* _CONSIGNES_:
1. D'après le texte sur Naked News, combien de minutes d'informations internationales le site présente-t-il environ chaque jour ?
2. Recopiez le texte sur Naked News depuis « Eliza Gano enfonce » jusqu'à « en ligne suffit. » inclus.

* _TEXTE PROPOSÉ_:
= = = =
Eliza Gano enfonce le clou : ce qui compte, c'est l'information, pas le présentateur : « Voir la main de Peter Jennings ou le front de Tom Brokaw me suffit. Je ne m'intéresse pas à la personne qui me donne les informations - elle n'est pas le sujet. » La contradiction est évidente : on peut tout à la fois reprocher aux présentateurs déshabillés de Naked News d'être plus importants que l'information et citer les noms de journalistes vedettes, tout en prétendant que la personne n'a pas d'importance. Il va donc, à en croire Eliza Gano, falloir revoir à la baisse les salaires de Peter Jennings et Tom Brokaw, puisqu'ils n'ajoutent aucune valeur au produit information et ne contribuent en rien à la richesse de la chaîne. De plus, si l'on veut véritablement l'information brute, la consultation des dépêches d'agence en ligne suffit.

Autre tonalité, le magazine Time se fait provoquant, en expliquant que Naked News est « Sous-estimé : le site canadien Naked News offre la meilleure couverture de l'information internationale après la BBC ; la nudité est la cerise sur le gateau ».

Avec environ huit minutes d'informations internationales quotidiennes présentées à un rythme soutenu et sans interruptions (pas de sujets illustratifs), le site fait effectivement largement aussi bien que nos journaux télévisés. On remarque par exemple que le passage de Le Pen au deuxième tour des présidentielles françaises a été évoqué, avec une mention à la montée des droites extrêmes en Europe.

Jacques Chirac appelle les français à lui donner une majorité aux législatives - 12.7 ko
Jacques Chirac appelle les français à lui donner une majorité aux législatives
Attitude réellement professionnelle : une belle information qui n'intéresse personne.

Banaliser l'information

La critique la plus intéressante concerne le risque de banaliser l'information en la transformant en spectacle. Ainsi, Attan Yarmie : « La popularité mise à part, il y a des critiques évidentes à Naked News, la principale étant qu'il banalise les événements actuels et risque d'éloigner l'attention des spectateurs de sujets de société importants. »

La porte-parole de Naked News tente de faire croire (Acid Logic) qu'« on peut fournir une information avec dignité et classe avec ou sans vêtements. Nous partons simplement sur des bases totalement différentes, et ce que nous faisons, c'est attirer l'attention des gens. Un des aspects les plus sympathiques des mails que nous recevons proviennent de gens qui ne suivaient pas les informations, ou qui s'étaient détournés des news. [...] Et avec Naked News, ils s'y intéressent à nouveau. Au départ, c'est "je regarde pour voir", et ensuite ils s'y intéressent. »
= = = =
* _DONNÉES FOURNIES_:
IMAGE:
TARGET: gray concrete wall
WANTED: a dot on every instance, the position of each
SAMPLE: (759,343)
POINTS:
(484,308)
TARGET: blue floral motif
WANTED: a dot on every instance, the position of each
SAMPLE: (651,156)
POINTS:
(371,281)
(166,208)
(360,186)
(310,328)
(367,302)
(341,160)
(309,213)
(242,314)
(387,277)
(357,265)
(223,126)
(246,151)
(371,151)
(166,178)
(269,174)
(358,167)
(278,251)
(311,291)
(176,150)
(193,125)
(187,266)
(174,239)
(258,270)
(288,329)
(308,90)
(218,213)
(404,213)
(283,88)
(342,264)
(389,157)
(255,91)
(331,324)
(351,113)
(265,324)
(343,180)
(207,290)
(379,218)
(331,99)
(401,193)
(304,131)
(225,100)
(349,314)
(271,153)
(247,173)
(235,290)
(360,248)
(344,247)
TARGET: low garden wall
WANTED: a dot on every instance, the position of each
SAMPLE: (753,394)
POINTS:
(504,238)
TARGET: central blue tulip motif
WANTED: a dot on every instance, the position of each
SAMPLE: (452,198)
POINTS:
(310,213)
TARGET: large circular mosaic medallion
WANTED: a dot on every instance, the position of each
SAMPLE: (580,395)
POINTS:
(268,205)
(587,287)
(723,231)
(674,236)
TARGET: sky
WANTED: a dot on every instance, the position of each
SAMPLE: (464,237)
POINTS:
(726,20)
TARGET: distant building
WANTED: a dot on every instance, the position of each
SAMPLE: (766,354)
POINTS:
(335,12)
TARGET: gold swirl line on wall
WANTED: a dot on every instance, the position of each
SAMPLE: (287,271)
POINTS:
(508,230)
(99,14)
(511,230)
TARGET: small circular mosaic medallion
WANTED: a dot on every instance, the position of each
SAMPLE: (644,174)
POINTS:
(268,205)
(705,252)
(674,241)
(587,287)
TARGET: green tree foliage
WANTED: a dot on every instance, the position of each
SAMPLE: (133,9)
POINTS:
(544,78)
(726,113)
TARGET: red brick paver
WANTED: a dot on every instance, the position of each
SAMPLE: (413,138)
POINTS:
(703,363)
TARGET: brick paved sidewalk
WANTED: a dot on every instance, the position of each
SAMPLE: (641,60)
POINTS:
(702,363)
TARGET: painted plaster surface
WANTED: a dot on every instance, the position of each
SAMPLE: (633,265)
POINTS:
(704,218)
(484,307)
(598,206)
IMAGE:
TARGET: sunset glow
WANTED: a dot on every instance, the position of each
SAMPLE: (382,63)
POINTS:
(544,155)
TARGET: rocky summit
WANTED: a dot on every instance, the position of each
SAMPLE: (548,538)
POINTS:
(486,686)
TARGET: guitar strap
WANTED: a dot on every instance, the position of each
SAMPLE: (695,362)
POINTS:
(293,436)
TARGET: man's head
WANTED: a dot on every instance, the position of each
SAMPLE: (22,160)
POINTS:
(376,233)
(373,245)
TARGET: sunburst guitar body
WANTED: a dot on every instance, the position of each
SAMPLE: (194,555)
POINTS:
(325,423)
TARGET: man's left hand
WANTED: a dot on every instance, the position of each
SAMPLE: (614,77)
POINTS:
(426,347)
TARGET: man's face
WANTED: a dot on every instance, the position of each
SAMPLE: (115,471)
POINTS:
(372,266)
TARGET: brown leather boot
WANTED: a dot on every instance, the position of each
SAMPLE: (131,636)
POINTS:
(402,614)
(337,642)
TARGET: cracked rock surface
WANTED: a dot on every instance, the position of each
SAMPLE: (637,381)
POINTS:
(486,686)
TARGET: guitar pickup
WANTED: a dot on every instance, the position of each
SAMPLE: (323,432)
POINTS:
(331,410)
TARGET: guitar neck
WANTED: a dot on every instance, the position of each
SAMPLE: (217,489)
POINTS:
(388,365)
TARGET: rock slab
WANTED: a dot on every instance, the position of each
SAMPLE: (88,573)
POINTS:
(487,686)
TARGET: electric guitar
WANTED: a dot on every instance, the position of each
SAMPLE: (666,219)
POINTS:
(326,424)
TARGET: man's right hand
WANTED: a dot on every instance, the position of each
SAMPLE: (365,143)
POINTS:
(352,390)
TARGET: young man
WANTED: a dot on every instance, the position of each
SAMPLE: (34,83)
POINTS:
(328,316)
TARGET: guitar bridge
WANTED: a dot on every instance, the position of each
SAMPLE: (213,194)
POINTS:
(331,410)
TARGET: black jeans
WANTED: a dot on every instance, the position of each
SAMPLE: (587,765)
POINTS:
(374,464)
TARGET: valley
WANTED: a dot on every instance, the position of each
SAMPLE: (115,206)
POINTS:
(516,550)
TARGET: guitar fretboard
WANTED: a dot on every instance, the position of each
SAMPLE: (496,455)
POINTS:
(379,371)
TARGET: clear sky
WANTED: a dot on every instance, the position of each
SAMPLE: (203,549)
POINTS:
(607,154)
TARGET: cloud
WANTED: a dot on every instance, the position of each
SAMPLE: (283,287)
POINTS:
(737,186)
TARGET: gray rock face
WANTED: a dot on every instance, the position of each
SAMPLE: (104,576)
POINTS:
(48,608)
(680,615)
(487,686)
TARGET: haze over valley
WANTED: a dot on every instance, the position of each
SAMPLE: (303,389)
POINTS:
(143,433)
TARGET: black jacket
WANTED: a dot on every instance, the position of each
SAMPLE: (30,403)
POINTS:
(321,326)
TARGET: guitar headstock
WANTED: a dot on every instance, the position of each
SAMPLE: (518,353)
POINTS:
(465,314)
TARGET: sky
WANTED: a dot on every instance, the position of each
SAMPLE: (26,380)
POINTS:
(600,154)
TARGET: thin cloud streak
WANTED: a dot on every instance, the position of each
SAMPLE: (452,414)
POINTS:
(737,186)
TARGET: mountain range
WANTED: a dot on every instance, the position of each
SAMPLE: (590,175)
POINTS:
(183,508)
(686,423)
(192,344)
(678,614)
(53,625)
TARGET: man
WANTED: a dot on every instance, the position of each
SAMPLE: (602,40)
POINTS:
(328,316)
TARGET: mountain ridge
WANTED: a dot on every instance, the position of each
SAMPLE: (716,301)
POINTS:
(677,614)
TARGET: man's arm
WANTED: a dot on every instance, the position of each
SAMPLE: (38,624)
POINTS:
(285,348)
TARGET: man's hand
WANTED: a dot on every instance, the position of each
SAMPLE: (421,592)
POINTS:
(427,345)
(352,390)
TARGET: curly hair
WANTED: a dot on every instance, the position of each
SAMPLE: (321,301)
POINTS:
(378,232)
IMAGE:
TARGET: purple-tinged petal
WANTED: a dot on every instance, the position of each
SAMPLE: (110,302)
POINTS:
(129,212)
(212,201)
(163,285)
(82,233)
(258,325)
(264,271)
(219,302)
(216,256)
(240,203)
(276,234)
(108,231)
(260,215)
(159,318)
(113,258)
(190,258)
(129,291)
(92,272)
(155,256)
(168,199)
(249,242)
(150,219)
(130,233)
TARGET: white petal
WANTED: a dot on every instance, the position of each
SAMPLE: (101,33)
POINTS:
= = = =
* _CORRIGÉ DES EXERCICES_:
1. Environ huit minutes.

2.
Eliza Gano enfonce le clou : ce qui compte, c'est l'information, pas le présentateur : « Voir la main de Peter Jennings ou le front de Tom Brokaw me suffit. Je ne m'intéresse pas à la personne qui me donne les informations - elle n'est pas le sujet. » La contradiction est évidente : on peut tout à la fois reprocher aux présentateurs déshabillés de Naked News d'être plus importants que l'information et citer les noms de journalistes vedettes, tout en prétendant que la personne n'a pas d'importance. Il va donc, à en croire Eliza Gano, falloir revoir à la baisse les salaires de Peter Jennings et Tom Brokaw, puisqu'ils n'ajoutent aucune valeur au produit information et ne contribuent en rien à la richesse de la chaîne. De plus, si l'on veut véritablement l'information brute, la consultation des dépêches d'agence en ligne suffit.